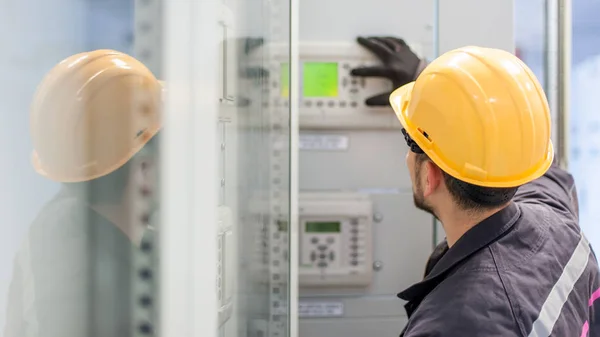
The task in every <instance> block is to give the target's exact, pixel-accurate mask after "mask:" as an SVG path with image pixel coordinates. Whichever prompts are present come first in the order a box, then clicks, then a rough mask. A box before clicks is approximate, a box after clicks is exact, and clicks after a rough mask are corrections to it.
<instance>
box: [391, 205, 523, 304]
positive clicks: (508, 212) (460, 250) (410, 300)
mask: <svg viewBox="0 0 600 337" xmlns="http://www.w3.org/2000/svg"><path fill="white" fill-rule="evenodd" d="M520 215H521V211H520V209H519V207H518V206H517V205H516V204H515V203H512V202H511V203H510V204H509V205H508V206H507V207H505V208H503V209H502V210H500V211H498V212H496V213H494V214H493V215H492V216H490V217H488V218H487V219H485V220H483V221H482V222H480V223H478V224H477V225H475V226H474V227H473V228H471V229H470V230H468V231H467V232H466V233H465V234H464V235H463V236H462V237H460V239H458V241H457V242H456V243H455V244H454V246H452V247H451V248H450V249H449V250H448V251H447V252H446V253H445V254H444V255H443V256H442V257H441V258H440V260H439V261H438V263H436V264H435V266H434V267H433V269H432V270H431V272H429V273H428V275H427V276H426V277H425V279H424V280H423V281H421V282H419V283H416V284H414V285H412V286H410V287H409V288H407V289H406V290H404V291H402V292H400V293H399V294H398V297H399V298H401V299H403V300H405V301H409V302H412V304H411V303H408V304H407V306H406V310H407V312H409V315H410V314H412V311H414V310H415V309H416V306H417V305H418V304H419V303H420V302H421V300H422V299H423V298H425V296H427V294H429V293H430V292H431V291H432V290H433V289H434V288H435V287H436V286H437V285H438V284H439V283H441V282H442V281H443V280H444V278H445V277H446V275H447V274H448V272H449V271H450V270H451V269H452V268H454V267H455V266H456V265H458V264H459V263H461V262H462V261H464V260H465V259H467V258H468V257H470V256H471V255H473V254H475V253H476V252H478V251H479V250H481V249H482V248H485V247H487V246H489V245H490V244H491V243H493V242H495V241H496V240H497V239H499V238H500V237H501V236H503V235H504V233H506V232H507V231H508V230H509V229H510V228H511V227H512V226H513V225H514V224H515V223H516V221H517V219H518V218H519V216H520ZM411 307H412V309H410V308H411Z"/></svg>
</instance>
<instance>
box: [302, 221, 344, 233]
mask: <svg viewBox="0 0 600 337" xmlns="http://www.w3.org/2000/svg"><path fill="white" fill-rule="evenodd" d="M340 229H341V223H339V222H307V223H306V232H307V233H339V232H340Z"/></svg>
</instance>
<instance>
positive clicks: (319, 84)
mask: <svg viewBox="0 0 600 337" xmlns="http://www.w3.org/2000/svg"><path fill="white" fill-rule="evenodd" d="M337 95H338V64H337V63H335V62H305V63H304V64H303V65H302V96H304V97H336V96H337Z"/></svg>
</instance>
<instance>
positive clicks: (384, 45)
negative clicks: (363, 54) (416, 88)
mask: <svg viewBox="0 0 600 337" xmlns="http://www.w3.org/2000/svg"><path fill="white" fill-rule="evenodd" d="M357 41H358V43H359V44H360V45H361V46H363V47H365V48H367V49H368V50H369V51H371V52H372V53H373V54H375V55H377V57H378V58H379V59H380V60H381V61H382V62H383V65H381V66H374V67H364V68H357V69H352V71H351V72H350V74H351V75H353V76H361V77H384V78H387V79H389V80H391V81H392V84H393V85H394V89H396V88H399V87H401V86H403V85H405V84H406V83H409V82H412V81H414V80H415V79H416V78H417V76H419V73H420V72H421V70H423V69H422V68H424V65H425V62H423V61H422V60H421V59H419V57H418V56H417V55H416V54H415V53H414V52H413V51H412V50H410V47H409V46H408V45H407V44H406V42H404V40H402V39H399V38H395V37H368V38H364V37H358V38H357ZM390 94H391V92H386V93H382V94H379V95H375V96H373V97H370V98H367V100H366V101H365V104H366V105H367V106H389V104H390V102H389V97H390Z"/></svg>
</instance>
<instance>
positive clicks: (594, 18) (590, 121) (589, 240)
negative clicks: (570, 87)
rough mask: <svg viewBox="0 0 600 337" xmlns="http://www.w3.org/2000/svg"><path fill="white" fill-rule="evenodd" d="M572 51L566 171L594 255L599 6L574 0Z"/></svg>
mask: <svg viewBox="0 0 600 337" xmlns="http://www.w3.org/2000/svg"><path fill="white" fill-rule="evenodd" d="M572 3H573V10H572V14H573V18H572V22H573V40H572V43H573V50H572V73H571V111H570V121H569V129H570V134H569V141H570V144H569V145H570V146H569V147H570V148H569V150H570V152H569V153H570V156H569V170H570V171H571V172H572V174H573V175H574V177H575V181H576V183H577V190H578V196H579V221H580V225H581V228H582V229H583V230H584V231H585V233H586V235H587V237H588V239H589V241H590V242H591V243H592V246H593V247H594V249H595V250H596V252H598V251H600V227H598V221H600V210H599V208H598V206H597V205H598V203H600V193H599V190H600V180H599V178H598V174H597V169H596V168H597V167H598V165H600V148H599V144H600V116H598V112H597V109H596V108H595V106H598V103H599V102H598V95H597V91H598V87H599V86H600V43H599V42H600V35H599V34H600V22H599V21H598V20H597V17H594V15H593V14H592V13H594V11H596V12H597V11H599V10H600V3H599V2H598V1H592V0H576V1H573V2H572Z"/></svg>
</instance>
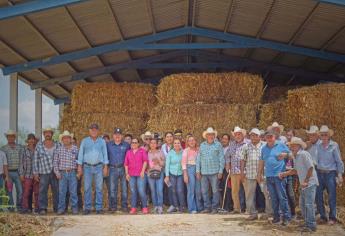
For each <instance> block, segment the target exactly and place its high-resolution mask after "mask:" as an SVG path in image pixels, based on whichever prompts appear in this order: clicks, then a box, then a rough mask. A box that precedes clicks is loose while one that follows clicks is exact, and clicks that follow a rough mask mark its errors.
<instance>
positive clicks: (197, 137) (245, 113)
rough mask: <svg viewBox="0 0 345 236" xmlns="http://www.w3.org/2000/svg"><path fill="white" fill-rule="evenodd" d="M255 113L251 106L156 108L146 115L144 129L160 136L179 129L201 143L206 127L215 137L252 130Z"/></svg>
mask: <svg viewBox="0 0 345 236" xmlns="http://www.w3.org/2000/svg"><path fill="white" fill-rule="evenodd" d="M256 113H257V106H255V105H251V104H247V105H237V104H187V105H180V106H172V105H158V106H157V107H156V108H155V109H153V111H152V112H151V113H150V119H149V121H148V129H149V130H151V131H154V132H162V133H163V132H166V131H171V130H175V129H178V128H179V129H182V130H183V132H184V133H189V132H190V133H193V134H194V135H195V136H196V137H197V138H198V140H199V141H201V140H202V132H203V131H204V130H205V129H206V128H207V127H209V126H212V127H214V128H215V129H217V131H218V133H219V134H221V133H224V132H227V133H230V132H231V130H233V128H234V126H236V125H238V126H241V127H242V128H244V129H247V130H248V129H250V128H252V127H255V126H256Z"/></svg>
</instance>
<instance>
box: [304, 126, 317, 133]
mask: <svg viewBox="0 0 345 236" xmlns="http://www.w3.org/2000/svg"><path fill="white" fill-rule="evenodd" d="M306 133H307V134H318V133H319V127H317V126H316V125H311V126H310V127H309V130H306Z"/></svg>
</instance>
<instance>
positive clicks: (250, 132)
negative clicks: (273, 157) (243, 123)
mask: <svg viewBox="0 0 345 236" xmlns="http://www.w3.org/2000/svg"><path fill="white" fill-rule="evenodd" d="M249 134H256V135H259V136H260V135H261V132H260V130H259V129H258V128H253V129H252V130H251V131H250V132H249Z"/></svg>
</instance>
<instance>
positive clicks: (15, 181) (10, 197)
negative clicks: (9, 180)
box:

+-------+

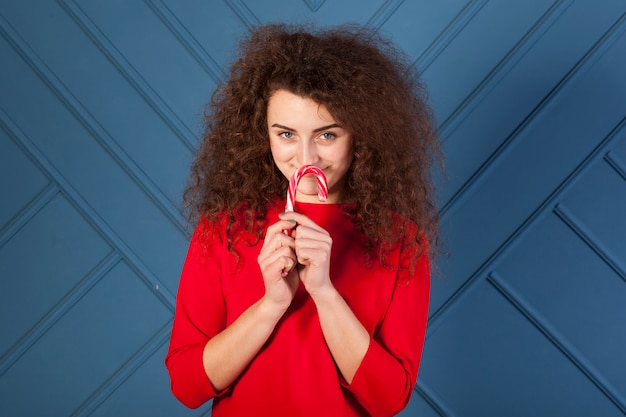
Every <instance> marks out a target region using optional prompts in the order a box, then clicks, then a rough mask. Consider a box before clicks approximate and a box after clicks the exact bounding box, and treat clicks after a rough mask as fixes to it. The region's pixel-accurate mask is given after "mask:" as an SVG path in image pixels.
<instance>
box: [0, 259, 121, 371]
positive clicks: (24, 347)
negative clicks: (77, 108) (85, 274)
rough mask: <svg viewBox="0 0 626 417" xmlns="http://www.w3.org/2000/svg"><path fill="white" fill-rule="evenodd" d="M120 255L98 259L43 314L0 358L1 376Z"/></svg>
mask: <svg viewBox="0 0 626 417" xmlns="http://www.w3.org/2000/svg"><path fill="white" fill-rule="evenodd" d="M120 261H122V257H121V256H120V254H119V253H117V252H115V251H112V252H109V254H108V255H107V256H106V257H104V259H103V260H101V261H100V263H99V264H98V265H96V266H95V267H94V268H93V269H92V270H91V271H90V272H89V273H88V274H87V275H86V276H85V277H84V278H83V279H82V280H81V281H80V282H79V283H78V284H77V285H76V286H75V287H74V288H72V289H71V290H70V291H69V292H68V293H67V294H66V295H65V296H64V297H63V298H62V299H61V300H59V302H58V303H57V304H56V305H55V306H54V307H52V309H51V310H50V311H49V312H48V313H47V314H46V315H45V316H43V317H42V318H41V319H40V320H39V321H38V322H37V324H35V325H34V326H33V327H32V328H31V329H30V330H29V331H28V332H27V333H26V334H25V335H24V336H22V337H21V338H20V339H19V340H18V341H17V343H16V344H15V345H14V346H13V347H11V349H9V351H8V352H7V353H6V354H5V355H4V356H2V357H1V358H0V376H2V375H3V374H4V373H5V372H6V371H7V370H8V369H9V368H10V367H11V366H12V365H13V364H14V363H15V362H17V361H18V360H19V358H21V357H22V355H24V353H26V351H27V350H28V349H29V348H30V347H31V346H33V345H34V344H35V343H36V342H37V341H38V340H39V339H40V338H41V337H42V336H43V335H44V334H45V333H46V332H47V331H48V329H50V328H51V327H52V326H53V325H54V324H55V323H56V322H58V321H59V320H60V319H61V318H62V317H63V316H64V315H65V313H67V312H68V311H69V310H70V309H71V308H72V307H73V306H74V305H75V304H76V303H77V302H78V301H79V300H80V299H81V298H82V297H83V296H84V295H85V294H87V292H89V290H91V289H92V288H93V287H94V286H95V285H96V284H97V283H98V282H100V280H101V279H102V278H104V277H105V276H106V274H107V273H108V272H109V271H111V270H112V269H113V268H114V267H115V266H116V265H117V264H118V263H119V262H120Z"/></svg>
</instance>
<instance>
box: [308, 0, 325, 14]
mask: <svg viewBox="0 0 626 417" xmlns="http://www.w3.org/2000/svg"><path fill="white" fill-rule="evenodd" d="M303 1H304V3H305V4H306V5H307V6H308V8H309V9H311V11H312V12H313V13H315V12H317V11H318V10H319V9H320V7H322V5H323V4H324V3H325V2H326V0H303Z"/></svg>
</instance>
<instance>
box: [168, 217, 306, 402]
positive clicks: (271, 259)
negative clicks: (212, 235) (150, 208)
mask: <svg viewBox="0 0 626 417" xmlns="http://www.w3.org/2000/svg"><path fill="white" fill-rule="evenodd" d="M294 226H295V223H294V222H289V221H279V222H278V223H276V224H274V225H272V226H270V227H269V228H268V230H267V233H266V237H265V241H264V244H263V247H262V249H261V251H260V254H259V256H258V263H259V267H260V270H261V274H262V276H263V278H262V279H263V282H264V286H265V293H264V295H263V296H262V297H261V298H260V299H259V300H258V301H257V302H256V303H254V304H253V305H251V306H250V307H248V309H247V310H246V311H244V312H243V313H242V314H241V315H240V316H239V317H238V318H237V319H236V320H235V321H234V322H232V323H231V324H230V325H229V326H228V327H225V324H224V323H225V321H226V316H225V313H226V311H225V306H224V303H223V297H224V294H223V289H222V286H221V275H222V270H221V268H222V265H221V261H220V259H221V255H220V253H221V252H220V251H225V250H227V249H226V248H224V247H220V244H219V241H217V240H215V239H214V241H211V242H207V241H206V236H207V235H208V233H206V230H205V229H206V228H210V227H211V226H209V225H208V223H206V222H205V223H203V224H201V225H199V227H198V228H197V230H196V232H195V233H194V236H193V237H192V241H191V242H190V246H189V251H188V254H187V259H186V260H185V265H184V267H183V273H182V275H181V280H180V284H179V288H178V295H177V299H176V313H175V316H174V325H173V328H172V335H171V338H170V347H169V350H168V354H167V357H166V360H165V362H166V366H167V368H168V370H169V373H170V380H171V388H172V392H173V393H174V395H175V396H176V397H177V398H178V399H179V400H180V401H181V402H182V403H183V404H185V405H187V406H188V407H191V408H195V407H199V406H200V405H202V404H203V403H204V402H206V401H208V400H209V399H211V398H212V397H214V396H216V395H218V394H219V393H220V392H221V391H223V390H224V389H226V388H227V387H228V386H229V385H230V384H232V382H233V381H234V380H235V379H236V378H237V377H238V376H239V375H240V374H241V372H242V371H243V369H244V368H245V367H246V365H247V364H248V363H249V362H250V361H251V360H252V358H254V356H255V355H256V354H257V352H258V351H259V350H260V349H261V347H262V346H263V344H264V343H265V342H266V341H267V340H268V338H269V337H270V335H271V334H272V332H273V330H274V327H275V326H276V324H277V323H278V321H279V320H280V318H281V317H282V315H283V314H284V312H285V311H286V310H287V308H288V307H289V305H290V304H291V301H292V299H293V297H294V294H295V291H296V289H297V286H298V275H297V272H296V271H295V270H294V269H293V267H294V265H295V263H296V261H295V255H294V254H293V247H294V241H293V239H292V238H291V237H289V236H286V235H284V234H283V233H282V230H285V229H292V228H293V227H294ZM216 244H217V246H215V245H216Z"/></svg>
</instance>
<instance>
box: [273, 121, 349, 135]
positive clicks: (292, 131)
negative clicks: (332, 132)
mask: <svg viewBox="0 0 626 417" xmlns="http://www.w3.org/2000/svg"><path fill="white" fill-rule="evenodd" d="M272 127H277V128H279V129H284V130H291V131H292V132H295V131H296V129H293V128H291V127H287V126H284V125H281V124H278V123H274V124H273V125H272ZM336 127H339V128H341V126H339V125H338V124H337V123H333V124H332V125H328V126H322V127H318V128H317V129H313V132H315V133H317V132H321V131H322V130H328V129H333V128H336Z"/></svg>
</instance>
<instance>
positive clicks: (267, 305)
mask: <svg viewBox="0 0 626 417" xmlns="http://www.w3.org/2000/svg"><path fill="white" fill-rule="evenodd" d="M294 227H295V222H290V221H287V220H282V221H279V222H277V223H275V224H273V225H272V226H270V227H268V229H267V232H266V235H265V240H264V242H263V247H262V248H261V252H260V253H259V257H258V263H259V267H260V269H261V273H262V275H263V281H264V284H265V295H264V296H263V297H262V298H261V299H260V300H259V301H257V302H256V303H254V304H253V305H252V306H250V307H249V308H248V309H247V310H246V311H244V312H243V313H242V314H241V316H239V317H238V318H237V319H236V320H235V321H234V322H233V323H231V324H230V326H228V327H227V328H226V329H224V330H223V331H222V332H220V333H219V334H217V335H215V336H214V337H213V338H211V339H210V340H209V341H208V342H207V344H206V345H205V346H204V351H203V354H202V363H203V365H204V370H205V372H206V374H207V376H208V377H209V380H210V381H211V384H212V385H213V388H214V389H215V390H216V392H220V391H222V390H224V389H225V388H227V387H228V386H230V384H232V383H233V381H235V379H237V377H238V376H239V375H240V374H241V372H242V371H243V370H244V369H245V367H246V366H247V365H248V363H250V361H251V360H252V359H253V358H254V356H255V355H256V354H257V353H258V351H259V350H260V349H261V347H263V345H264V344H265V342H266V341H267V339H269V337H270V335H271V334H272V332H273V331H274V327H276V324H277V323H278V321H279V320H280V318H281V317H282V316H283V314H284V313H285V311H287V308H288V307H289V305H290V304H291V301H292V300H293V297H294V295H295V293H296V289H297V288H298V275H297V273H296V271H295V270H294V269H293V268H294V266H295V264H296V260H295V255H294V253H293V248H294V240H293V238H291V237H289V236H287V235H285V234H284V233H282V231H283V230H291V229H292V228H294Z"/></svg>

+-------+

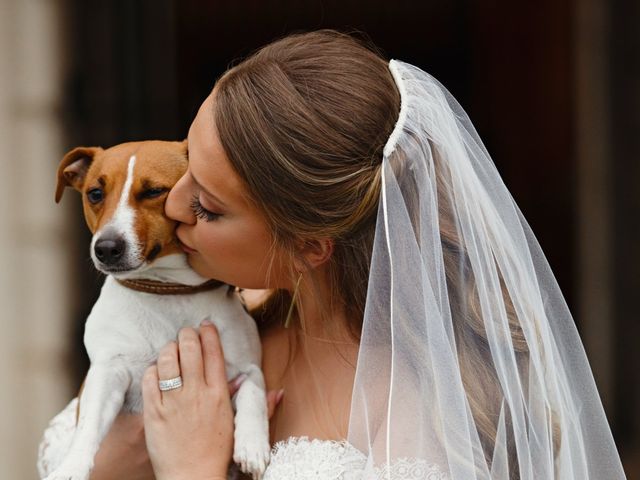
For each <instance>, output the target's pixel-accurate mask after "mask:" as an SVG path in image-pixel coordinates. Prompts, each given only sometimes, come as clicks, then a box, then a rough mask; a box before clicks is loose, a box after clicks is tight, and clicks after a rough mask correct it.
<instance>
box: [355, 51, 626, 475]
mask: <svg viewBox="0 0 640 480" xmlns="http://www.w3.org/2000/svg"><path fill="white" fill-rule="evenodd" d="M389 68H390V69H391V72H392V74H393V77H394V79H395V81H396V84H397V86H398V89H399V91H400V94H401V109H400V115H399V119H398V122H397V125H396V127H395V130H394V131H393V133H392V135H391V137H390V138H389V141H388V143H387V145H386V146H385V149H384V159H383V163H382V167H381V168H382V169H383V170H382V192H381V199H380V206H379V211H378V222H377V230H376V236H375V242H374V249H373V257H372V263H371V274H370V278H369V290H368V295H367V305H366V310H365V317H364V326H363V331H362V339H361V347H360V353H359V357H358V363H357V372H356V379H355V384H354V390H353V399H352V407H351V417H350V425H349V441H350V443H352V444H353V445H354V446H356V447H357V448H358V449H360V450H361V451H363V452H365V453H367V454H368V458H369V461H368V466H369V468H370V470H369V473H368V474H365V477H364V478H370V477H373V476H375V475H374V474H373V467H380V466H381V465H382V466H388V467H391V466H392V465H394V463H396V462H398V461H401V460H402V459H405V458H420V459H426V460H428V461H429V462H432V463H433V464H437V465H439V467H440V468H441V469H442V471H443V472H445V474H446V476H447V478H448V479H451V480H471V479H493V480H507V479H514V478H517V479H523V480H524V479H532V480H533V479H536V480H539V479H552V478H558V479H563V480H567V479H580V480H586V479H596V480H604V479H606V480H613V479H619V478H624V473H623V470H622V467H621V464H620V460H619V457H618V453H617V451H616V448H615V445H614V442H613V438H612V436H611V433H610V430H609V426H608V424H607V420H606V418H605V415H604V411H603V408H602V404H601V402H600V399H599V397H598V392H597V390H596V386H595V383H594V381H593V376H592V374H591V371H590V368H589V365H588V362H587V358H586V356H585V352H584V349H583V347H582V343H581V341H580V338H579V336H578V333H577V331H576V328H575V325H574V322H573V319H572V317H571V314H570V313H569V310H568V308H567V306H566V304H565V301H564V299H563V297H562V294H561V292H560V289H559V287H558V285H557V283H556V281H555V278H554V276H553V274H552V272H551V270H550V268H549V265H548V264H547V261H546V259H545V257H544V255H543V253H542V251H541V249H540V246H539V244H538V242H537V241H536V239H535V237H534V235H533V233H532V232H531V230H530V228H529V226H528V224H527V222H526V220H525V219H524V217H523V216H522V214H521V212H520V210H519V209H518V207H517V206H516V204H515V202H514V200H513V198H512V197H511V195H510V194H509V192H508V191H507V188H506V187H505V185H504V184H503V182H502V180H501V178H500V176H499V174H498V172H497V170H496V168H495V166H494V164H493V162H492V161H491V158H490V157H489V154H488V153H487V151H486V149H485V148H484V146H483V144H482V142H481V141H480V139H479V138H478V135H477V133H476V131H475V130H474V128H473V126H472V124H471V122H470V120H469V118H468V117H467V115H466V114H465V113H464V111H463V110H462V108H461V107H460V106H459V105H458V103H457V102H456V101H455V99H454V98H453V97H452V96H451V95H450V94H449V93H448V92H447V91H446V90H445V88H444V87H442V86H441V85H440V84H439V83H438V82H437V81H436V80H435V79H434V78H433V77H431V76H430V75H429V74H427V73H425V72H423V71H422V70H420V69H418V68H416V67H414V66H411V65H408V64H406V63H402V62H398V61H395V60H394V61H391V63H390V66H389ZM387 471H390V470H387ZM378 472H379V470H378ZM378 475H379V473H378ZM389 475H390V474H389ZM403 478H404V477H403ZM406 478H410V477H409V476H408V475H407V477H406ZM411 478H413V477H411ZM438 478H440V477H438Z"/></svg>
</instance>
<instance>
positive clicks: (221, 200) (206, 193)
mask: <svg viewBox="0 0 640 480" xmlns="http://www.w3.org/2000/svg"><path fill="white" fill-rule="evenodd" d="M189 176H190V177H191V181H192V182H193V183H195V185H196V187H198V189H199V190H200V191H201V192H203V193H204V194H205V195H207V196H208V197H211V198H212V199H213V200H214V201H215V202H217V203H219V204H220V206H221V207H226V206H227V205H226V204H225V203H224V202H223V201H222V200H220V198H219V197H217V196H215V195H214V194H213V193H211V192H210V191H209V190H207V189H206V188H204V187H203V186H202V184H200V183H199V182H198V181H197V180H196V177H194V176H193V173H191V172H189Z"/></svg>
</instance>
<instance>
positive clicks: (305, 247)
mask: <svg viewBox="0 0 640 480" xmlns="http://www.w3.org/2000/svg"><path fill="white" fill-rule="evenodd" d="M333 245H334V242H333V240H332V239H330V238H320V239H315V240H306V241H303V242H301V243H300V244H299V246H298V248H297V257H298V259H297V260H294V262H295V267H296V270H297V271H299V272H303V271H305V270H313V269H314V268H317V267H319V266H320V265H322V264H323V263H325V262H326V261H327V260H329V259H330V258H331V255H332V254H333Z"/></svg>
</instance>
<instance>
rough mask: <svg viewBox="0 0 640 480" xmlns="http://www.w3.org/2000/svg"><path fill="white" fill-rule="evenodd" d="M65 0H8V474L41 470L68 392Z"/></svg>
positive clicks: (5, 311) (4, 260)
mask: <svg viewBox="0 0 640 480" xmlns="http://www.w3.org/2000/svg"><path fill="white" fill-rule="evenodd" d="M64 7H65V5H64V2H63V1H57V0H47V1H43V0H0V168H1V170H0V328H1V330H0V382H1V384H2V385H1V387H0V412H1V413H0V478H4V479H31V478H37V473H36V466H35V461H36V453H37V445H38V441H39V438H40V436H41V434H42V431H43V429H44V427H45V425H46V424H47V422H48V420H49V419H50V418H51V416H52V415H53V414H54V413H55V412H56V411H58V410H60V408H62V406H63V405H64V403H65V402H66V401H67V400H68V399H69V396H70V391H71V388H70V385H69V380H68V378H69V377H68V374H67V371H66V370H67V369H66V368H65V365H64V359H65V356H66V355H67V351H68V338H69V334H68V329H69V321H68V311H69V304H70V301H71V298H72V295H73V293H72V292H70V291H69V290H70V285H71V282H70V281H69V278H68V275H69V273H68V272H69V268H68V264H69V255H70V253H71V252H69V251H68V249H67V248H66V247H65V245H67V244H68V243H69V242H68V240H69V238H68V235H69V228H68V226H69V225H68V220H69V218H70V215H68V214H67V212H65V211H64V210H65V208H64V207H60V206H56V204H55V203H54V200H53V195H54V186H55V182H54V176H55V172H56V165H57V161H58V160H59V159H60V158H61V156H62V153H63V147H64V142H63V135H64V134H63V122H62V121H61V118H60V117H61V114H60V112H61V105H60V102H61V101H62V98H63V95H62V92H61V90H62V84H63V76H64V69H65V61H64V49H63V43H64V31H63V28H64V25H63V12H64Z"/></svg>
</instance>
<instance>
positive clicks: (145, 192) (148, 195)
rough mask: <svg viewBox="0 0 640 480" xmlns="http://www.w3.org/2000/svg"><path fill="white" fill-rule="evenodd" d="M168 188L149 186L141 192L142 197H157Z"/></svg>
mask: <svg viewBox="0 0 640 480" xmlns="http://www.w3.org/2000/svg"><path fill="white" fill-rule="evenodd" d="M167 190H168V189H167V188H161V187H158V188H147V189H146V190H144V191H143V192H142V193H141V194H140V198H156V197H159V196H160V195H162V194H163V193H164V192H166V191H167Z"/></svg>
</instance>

+-------+

[Action item]: Begin at the line that has "The task in" and stop after the line that has "positive clicks: (508, 212)". Reproduce only those lines, switching every "clicks" to "points" and leaving everything else unchanged.

[Exercise answer]:
The task in every <instance> block is to give the target's exact, pixel-accurate mask after "mask:" as an SVG path with image pixel coordinates. Whichever prompts are present come first in the order a box, then points, then a rough mask. A box before points is approximate, a box after points is exact, and points after a rough mask are corrections to it.
<instance>
box: [391, 205, 523, 304]
positive points: (508, 212) (460, 250) (410, 300)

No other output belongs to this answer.